> TEXT EXCERPT
Myth #3: Baptist theology does not require belief in religious liberty.
In 1941, Roland Bainton astutely connected a given church tradition’s political theology to that tradition’s ecclesiology. A denomination’s understanding of the nature of the Church, he wrote, will greatly impact whether that denomination will support government-mandated religious establishments. He contrasted two primary views on the nature of the Church: the parish view and the gathered church view. The parish view counts everyone within a specific geographic boundary as members of the church, while the gathered church understanding counts only faithful converts as members.
The parish church theory, according to Bainton, “is based on a sacramental theory of salvation in which force is more appropriate because the sacrament can be regarded as a ‘medicine of immortality’ which will benefit the recipient whether he likes it or not. The sacrament of baptism is administered to babies. In a Christian land the church is then considered to include all those born and baptized into the community. Alliance with the state becomes more natural because both church and state comprise the same persons.”
The gathered church theory, however, “looks upon the institution less as an ark of salvation than as a city set upon a hill to save itself and the world by an example of righteousness. The emphasis is ethical rather than sacramental … Babies are not to be baptized and church membership depends on mature conversion. This the state cannot effect by the sword of the magistrate. All constraint in religion is renounced and commonly any alliance with the state is repudiated … This view of the church makes it exclusive.”7Roland H. Bainton, “The Struggle for Religious Liberty,” in Church History 10, no. 2 (1941): 111-113.

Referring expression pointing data
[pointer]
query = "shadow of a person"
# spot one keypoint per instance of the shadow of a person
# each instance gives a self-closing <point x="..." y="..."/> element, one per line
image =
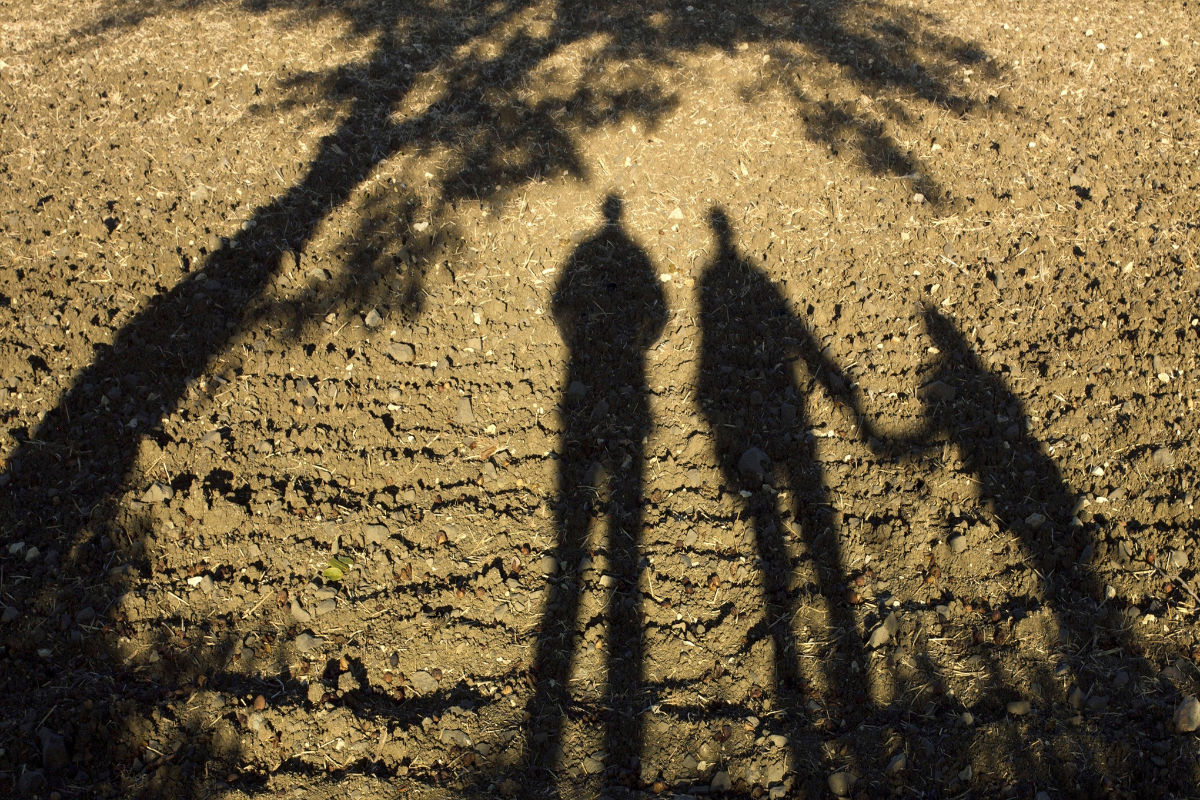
<point x="1021" y="487"/>
<point x="610" y="310"/>
<point x="754" y="405"/>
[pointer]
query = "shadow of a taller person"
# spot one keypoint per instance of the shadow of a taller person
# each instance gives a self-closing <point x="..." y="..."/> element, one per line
<point x="610" y="310"/>
<point x="754" y="402"/>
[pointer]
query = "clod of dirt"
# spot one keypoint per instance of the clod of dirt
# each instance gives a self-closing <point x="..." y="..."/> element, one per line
<point x="54" y="751"/>
<point x="883" y="633"/>
<point x="466" y="415"/>
<point x="424" y="683"/>
<point x="1018" y="708"/>
<point x="840" y="783"/>
<point x="1187" y="715"/>
<point x="306" y="642"/>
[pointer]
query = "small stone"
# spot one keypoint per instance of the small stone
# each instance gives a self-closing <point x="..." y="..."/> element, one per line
<point x="1163" y="457"/>
<point x="454" y="737"/>
<point x="720" y="782"/>
<point x="883" y="633"/>
<point x="424" y="683"/>
<point x="306" y="642"/>
<point x="1187" y="715"/>
<point x="299" y="614"/>
<point x="1019" y="708"/>
<point x="376" y="534"/>
<point x="466" y="415"/>
<point x="157" y="493"/>
<point x="840" y="783"/>
<point x="402" y="353"/>
<point x="595" y="476"/>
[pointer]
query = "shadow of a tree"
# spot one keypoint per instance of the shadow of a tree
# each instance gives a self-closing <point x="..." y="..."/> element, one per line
<point x="474" y="84"/>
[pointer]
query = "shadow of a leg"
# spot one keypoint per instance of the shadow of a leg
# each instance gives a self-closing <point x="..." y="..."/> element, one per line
<point x="755" y="407"/>
<point x="610" y="308"/>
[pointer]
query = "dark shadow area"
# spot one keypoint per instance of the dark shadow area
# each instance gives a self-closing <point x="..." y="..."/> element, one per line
<point x="61" y="486"/>
<point x="610" y="310"/>
<point x="753" y="347"/>
<point x="1097" y="656"/>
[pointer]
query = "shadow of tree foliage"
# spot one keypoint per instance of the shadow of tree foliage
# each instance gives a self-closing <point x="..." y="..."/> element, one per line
<point x="64" y="483"/>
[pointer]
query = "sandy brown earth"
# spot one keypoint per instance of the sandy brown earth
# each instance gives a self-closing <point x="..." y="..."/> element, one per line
<point x="418" y="398"/>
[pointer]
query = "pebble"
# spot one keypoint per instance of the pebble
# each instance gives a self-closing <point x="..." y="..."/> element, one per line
<point x="306" y="642"/>
<point x="1019" y="708"/>
<point x="754" y="463"/>
<point x="883" y="633"/>
<point x="1187" y="715"/>
<point x="1163" y="457"/>
<point x="424" y="683"/>
<point x="299" y="614"/>
<point x="840" y="783"/>
<point x="376" y="534"/>
<point x="157" y="493"/>
<point x="454" y="737"/>
<point x="402" y="353"/>
<point x="466" y="415"/>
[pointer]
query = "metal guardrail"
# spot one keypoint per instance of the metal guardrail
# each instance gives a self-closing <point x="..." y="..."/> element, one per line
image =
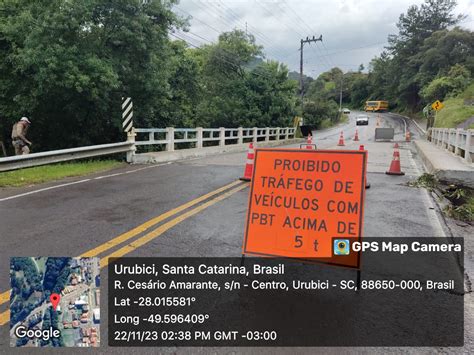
<point x="458" y="141"/>
<point x="57" y="156"/>
<point x="170" y="137"/>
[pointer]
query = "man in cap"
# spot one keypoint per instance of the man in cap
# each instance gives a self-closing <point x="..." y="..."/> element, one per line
<point x="19" y="136"/>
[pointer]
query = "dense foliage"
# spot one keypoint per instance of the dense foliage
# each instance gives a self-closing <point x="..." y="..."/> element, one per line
<point x="66" y="64"/>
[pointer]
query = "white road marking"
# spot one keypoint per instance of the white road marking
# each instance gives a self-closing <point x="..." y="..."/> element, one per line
<point x="79" y="182"/>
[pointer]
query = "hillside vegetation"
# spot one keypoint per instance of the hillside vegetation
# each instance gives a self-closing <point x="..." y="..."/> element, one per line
<point x="455" y="111"/>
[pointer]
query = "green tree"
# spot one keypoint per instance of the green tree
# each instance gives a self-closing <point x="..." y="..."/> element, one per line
<point x="67" y="63"/>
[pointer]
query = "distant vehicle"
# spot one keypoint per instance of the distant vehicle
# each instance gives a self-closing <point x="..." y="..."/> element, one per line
<point x="362" y="120"/>
<point x="376" y="106"/>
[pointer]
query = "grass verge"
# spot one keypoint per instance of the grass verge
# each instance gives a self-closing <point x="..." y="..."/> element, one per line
<point x="47" y="173"/>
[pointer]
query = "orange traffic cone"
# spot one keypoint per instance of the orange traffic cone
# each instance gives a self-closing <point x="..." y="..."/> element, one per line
<point x="309" y="142"/>
<point x="367" y="184"/>
<point x="249" y="165"/>
<point x="341" y="140"/>
<point x="395" y="165"/>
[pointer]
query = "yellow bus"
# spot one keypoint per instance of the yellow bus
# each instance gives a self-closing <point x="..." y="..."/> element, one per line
<point x="376" y="106"/>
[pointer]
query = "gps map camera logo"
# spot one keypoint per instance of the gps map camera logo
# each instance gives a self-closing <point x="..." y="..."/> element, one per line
<point x="341" y="246"/>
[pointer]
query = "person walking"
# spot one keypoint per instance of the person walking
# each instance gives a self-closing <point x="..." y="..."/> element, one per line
<point x="19" y="140"/>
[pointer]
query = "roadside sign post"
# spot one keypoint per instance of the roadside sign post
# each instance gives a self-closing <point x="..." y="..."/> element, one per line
<point x="304" y="202"/>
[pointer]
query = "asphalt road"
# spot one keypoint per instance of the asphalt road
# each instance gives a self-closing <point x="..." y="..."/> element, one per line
<point x="188" y="213"/>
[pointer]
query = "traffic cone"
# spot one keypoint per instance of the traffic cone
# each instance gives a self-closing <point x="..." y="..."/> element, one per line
<point x="249" y="165"/>
<point x="341" y="140"/>
<point x="309" y="142"/>
<point x="367" y="184"/>
<point x="395" y="165"/>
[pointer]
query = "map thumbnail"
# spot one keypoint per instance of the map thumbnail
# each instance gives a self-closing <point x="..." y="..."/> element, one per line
<point x="54" y="302"/>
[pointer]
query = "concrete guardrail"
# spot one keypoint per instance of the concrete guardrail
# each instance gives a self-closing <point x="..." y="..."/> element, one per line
<point x="458" y="141"/>
<point x="170" y="137"/>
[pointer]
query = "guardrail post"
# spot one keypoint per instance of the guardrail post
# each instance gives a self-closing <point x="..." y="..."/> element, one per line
<point x="456" y="143"/>
<point x="221" y="136"/>
<point x="240" y="135"/>
<point x="131" y="138"/>
<point x="170" y="139"/>
<point x="199" y="137"/>
<point x="450" y="135"/>
<point x="467" y="148"/>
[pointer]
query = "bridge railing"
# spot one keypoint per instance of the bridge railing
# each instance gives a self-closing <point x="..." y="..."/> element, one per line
<point x="171" y="137"/>
<point x="456" y="140"/>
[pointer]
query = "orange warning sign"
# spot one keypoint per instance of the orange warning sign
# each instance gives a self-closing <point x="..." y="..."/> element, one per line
<point x="306" y="204"/>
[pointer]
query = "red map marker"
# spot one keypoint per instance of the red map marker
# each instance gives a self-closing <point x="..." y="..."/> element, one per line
<point x="55" y="298"/>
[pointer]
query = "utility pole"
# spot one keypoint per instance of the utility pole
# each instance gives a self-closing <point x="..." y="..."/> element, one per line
<point x="303" y="41"/>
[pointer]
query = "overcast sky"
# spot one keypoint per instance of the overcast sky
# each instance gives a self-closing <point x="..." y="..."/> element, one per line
<point x="354" y="31"/>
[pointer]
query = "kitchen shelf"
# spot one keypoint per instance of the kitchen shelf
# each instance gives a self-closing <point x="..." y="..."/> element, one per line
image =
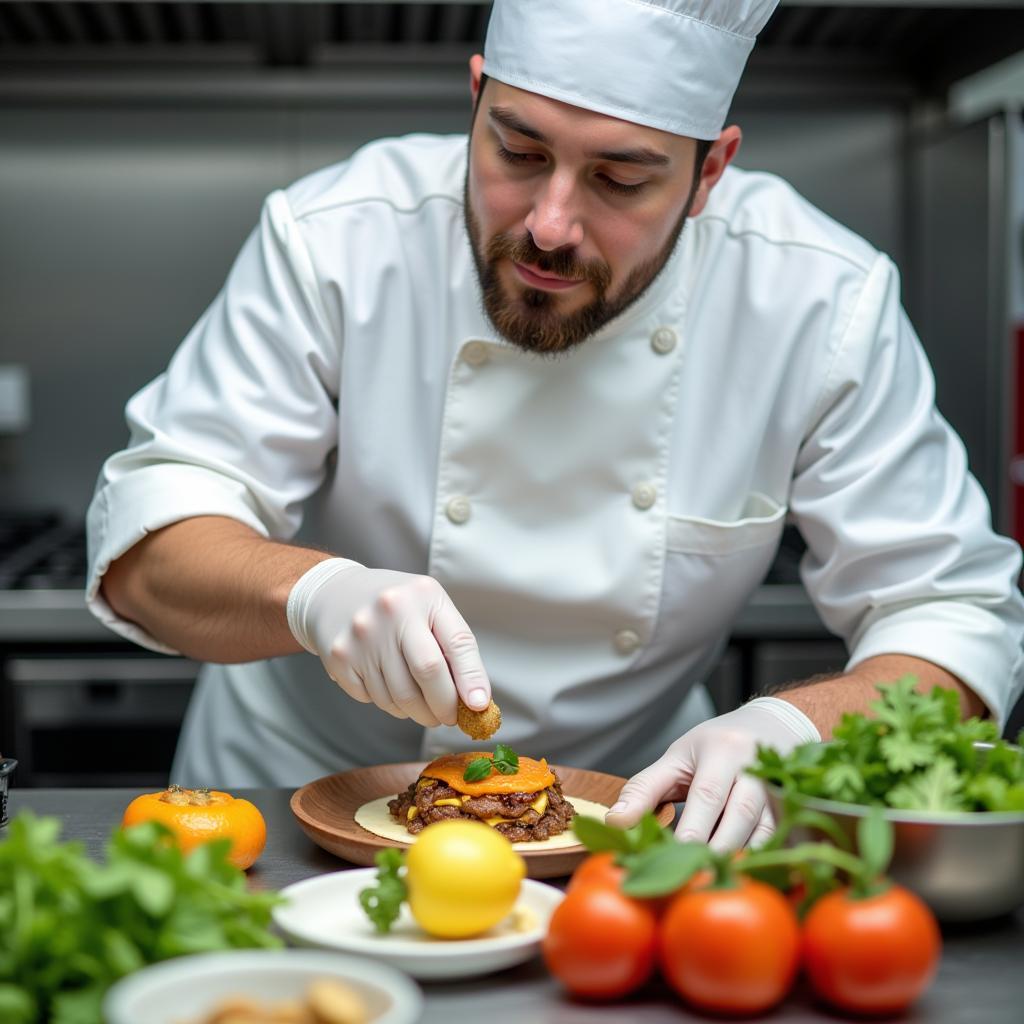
<point x="927" y="43"/>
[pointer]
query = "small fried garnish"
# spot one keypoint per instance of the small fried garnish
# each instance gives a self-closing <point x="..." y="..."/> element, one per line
<point x="327" y="1001"/>
<point x="333" y="1003"/>
<point x="479" y="724"/>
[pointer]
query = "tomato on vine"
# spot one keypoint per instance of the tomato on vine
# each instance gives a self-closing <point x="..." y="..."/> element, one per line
<point x="730" y="948"/>
<point x="870" y="954"/>
<point x="600" y="943"/>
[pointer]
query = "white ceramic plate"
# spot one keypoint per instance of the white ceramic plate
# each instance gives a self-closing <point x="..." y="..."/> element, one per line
<point x="187" y="988"/>
<point x="325" y="911"/>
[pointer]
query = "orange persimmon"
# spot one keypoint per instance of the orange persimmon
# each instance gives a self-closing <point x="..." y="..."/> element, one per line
<point x="201" y="815"/>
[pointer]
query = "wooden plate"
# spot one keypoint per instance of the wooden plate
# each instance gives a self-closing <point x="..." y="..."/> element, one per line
<point x="326" y="810"/>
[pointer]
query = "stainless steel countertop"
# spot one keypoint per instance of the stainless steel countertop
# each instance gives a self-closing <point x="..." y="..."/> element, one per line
<point x="979" y="982"/>
<point x="60" y="615"/>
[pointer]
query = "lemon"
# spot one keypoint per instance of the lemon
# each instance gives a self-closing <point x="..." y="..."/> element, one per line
<point x="463" y="878"/>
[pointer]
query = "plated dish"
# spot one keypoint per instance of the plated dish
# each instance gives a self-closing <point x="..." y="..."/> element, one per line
<point x="326" y="810"/>
<point x="325" y="912"/>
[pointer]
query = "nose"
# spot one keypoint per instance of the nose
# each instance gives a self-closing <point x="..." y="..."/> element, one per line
<point x="553" y="220"/>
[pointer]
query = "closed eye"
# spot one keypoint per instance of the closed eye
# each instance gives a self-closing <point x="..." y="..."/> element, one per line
<point x="511" y="157"/>
<point x="620" y="187"/>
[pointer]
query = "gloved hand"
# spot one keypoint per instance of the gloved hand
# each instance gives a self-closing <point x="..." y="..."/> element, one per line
<point x="388" y="638"/>
<point x="706" y="768"/>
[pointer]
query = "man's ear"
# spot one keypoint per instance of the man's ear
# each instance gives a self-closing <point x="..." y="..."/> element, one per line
<point x="719" y="157"/>
<point x="475" y="74"/>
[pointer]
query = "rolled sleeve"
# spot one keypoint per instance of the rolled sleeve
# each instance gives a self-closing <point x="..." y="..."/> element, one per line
<point x="243" y="422"/>
<point x="146" y="500"/>
<point x="901" y="555"/>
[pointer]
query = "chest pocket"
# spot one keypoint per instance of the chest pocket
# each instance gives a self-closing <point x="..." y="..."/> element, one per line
<point x="712" y="565"/>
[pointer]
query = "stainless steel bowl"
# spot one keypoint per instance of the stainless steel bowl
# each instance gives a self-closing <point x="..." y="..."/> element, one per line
<point x="7" y="765"/>
<point x="967" y="866"/>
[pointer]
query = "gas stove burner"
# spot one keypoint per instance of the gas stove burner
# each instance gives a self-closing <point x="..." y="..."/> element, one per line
<point x="41" y="551"/>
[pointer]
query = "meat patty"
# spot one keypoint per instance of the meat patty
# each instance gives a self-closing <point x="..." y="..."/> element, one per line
<point x="525" y="823"/>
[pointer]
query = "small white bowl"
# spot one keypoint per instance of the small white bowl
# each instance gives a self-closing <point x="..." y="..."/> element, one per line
<point x="186" y="988"/>
<point x="325" y="911"/>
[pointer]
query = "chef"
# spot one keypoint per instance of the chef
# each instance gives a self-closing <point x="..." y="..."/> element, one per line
<point x="524" y="415"/>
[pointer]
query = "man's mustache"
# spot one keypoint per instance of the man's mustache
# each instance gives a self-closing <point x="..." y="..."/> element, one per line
<point x="561" y="262"/>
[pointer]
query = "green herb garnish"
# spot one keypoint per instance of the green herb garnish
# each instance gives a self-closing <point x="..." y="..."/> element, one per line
<point x="914" y="754"/>
<point x="71" y="927"/>
<point x="505" y="760"/>
<point x="382" y="902"/>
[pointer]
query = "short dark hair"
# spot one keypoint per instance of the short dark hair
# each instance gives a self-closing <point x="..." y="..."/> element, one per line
<point x="704" y="144"/>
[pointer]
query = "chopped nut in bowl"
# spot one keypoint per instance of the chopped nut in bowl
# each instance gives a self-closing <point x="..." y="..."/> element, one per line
<point x="284" y="986"/>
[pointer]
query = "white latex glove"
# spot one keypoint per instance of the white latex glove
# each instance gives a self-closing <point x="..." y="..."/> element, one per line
<point x="706" y="768"/>
<point x="387" y="638"/>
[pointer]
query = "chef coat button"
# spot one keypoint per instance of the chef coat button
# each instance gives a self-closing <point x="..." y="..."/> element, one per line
<point x="644" y="495"/>
<point x="627" y="641"/>
<point x="458" y="510"/>
<point x="663" y="340"/>
<point x="475" y="353"/>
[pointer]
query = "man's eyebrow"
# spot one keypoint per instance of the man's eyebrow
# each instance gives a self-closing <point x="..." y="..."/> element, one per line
<point x="634" y="155"/>
<point x="511" y="121"/>
<point x="638" y="155"/>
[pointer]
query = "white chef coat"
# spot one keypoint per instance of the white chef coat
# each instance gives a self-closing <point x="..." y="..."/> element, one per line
<point x="599" y="518"/>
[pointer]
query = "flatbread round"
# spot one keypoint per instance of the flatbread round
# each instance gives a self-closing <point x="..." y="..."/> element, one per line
<point x="375" y="817"/>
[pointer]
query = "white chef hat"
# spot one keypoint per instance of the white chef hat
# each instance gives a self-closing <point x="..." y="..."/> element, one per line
<point x="668" y="64"/>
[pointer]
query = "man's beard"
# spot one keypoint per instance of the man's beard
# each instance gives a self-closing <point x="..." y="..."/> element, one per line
<point x="529" y="320"/>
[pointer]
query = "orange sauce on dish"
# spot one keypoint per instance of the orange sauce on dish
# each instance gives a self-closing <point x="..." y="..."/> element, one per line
<point x="531" y="776"/>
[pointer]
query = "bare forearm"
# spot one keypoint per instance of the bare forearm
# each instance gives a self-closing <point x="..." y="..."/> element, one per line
<point x="211" y="588"/>
<point x="825" y="700"/>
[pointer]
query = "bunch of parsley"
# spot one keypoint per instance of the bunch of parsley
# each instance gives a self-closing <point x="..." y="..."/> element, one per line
<point x="71" y="927"/>
<point x="913" y="754"/>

> EXERCISE INSTRUCTIONS
Answer these questions from the text on Baptist theology and religious liberty:
(a) In what year did Roland Bainton connect a church tradition's political theology to its ecclesiology?
(b) Under the parish view, who is counted as a member of the church?
(c) Under the gathered church theory, what does church membership depend on?

> ANSWER BOX
(a) 1941
(b) Everyone within a specific geographic boundary
(c) Mature conversion